In the records below, find the line containing "Every instance of the green blurred"; give it again exactly, along with every line that follows, and nothing else.

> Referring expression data
○ ○ ○ ○ ○

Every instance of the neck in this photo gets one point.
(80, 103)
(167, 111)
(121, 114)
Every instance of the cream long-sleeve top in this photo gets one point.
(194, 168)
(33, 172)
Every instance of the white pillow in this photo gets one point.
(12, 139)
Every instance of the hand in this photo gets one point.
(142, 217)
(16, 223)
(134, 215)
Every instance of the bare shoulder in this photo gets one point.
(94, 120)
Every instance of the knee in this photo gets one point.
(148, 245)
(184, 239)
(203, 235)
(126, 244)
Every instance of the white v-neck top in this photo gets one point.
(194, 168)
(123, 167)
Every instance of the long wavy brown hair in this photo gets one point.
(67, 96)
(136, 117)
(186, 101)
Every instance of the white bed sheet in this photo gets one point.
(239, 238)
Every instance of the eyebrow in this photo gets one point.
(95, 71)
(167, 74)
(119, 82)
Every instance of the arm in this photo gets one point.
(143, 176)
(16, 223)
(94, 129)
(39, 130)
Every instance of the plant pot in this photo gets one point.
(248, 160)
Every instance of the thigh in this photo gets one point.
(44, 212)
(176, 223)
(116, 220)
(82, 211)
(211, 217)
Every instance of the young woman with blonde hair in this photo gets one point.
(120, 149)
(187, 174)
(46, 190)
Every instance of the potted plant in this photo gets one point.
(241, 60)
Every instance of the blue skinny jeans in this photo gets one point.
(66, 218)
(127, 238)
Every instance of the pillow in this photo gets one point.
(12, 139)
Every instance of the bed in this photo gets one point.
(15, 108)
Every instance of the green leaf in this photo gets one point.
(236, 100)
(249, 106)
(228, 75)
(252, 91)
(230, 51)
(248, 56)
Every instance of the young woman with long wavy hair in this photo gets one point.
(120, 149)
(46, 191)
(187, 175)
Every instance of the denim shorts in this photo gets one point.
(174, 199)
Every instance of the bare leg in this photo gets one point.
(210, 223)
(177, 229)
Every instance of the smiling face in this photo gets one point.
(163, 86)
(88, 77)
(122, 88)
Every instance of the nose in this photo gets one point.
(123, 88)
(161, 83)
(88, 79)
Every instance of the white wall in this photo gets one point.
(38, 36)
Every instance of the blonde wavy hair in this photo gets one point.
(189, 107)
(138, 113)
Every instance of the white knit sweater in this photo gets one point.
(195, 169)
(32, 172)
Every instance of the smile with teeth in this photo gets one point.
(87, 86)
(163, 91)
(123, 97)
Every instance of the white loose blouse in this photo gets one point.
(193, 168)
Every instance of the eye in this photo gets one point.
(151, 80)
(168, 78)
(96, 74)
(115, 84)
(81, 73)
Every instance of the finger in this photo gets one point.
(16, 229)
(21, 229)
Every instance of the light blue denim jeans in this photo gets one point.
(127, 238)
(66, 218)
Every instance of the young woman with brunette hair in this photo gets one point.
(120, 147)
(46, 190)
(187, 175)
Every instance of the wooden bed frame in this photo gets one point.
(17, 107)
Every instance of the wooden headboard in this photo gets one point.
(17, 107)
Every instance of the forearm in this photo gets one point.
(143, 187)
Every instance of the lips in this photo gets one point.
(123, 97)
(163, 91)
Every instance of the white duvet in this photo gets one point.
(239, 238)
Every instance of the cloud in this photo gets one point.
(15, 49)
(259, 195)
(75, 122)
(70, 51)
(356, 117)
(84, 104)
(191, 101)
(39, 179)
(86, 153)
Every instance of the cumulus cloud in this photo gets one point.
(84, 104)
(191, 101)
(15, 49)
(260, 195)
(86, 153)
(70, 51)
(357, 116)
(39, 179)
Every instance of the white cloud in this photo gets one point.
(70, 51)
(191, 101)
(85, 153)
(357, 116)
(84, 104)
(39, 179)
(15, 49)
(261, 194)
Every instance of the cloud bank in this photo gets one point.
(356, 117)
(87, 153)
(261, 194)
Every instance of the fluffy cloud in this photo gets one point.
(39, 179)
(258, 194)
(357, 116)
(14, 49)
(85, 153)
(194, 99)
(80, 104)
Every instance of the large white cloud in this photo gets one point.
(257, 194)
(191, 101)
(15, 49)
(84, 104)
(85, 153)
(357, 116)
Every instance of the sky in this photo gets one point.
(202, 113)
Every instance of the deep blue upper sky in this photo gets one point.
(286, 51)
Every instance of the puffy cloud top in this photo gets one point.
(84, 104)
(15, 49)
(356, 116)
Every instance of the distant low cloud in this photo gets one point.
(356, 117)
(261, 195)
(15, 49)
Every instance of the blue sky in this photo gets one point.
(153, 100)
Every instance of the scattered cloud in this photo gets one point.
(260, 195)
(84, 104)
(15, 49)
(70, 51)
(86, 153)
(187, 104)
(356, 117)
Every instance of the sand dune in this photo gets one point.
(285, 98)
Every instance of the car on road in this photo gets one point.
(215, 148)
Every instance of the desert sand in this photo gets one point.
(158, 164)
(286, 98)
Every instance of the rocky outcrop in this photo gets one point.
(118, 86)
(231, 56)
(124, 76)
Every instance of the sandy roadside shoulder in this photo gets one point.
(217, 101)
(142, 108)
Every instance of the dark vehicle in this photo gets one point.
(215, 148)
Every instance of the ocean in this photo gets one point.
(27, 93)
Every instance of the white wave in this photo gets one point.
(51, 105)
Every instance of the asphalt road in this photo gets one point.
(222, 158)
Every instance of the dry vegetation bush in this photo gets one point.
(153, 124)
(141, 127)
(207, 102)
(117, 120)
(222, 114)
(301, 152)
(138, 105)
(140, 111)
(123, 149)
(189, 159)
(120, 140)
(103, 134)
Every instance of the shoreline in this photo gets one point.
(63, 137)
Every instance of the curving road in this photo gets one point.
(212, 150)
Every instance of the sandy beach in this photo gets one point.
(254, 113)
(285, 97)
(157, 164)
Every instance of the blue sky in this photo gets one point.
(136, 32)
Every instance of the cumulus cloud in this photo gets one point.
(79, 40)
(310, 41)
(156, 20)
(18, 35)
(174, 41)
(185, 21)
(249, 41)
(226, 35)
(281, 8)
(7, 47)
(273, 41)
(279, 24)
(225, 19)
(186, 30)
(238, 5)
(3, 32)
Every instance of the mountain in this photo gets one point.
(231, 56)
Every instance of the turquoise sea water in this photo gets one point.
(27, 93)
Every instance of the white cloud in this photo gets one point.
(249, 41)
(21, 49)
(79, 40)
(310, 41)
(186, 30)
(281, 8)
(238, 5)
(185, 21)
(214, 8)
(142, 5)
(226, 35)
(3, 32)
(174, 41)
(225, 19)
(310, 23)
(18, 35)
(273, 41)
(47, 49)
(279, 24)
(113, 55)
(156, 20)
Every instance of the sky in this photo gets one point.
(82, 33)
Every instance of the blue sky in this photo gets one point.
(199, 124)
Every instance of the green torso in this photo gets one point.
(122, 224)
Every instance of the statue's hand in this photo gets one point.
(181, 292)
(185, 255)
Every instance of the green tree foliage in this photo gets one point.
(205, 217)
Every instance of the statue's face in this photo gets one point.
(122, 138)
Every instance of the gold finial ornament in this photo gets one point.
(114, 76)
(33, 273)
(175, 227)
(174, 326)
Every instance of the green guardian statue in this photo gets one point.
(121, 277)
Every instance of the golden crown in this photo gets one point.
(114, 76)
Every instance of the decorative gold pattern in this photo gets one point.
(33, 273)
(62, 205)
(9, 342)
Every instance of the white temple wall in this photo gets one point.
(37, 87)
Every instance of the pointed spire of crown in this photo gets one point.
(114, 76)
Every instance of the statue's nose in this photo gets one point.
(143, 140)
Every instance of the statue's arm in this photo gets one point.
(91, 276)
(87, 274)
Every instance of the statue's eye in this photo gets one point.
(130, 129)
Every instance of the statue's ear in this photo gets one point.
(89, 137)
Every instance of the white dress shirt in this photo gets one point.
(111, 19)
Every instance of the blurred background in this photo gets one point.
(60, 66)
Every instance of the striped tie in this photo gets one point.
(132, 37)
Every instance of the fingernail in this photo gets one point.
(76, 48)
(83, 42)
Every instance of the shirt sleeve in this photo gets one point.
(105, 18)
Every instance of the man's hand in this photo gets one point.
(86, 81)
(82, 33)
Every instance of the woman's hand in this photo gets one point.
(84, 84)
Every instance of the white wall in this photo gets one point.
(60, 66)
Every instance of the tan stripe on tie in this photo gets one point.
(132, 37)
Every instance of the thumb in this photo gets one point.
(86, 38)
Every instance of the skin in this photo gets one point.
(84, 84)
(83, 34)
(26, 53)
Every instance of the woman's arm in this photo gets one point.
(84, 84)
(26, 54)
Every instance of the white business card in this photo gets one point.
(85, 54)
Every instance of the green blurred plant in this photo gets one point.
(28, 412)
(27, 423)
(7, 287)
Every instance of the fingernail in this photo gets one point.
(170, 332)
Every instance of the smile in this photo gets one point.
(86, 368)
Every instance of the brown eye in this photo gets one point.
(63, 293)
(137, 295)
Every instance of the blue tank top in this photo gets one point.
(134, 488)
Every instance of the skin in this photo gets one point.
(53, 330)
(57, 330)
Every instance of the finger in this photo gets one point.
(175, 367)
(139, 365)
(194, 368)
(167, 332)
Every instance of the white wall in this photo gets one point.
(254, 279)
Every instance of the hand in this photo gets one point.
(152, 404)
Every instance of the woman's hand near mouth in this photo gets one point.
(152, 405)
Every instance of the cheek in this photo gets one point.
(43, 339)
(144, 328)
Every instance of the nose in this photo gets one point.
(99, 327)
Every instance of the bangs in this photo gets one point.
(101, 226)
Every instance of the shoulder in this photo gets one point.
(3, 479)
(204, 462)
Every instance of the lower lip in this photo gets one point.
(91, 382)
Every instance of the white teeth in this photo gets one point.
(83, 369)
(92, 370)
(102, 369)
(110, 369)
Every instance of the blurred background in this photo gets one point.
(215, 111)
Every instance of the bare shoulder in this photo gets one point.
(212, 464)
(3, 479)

○ ○ ○ ○ ○

> Exercise output
Every instance of the green blurred plant in this photo gets one point.
(28, 412)
(27, 423)
(7, 287)
Every instance of the fingernail in this photo gets one point.
(170, 332)
Every instance of the smile in this photo gets one point.
(86, 368)
Every instance of the brown eye in this photo gets one point.
(63, 293)
(137, 295)
Every instance of the blue tank top in this photo gets one point.
(134, 488)
Every instance of the skin in this photo gets one point.
(53, 330)
(57, 330)
Every instance of the finger in this photo gets one point.
(175, 367)
(139, 365)
(194, 368)
(167, 332)
Every instance of the white wall in this photo gets one point.
(254, 279)
Every instance of the hand in this photo gets one point.
(152, 404)
Every instance of the woman's hand near mouth in this photo gets one point.
(152, 405)
Every instance of the cheek in this photo gets one point.
(43, 339)
(144, 328)
Every instance of the nose in this photo gets one point.
(99, 327)
Every instance of the bangs in this photo gets one point.
(101, 226)
Every instance of the shoulder in this photo gets one point.
(3, 479)
(204, 462)
Every instance of the lower lip in this photo gets one point.
(91, 382)
Every instance of the white teeth in this photo gets one point.
(83, 369)
(92, 370)
(102, 369)
(110, 369)
Every instance of the blurred background in this photo gets one point.
(215, 111)
Every instance of the bare shoulder in this photo gets one point.
(212, 464)
(3, 479)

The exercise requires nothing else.